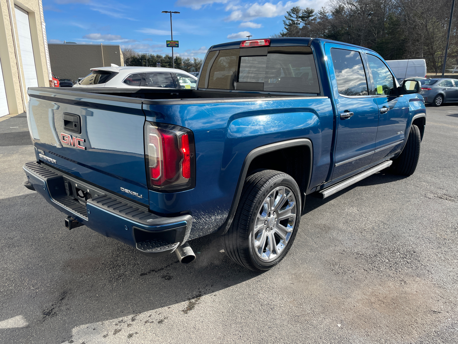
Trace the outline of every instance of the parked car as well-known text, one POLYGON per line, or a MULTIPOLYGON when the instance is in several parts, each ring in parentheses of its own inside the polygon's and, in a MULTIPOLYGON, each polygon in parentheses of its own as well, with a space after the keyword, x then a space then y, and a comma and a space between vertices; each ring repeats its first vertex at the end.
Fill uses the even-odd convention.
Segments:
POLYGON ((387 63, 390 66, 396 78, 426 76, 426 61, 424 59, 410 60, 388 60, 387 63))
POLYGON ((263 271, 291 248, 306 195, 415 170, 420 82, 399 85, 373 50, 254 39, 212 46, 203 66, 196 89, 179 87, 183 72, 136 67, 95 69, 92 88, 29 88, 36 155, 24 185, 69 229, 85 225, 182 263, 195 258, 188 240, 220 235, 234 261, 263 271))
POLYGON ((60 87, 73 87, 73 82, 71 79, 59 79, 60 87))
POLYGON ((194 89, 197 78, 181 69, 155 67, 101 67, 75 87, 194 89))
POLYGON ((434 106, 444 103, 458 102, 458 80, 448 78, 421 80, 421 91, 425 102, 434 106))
-------------------------
• Stated problem
Copy out every line of the listing above exactly, leaving out the pictures.

• Answer to the problem
Trace the outline of every instance of the parked car as well-known text, one POLYGON per line, or a MULTIPOLYGON when the instance is in several parts, each ring in parentheses of its own inside the polygon's and, in a MULTIPOLYGON, each polygon in parentheses of its own as well, with a space after the keyword, x then a space then y, and a comma and a space between vertices; each ring repeats its first vertex at the end.
Fill uses the even-odd convention.
Segments:
POLYGON ((387 63, 390 66, 396 78, 426 76, 426 61, 424 59, 410 60, 388 60, 387 63))
POLYGON ((263 271, 291 248, 306 195, 415 170, 420 82, 399 85, 373 50, 254 39, 212 46, 203 66, 196 89, 179 87, 183 72, 136 67, 95 69, 92 88, 29 88, 36 155, 24 185, 69 229, 85 225, 182 263, 195 258, 188 240, 220 235, 234 261, 263 271))
POLYGON ((60 87, 73 87, 73 82, 71 79, 59 79, 60 87))
POLYGON ((194 89, 197 78, 181 69, 155 67, 101 67, 75 87, 194 89))
POLYGON ((434 106, 444 103, 458 102, 458 80, 448 78, 421 80, 421 91, 425 102, 434 106))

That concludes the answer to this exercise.